_Exercise_: All lines of the entries with "Task" in them must be listed.

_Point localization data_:
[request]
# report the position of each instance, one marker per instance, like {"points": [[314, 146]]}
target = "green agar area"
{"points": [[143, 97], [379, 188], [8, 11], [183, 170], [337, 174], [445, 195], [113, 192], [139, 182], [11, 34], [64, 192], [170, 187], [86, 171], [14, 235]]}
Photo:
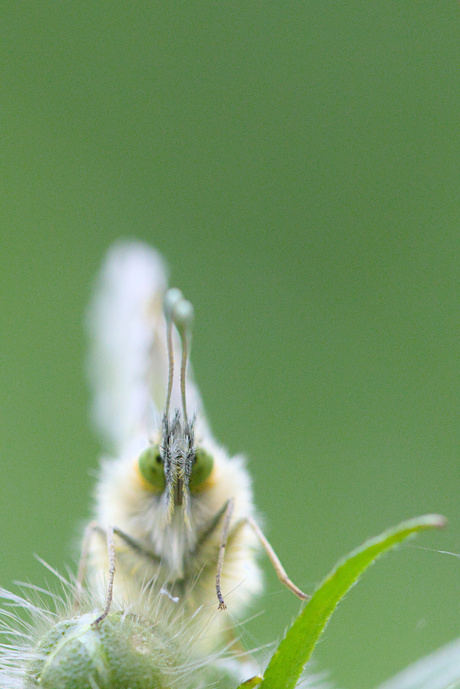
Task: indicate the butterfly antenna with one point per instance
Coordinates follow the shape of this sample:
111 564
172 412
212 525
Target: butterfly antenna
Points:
183 319
172 297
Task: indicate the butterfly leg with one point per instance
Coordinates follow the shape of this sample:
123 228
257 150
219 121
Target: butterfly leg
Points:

_Answer space_:
Task: indicate the butterfly antenna with one point per instance
Task: indicate the butterfly leg with one point per instance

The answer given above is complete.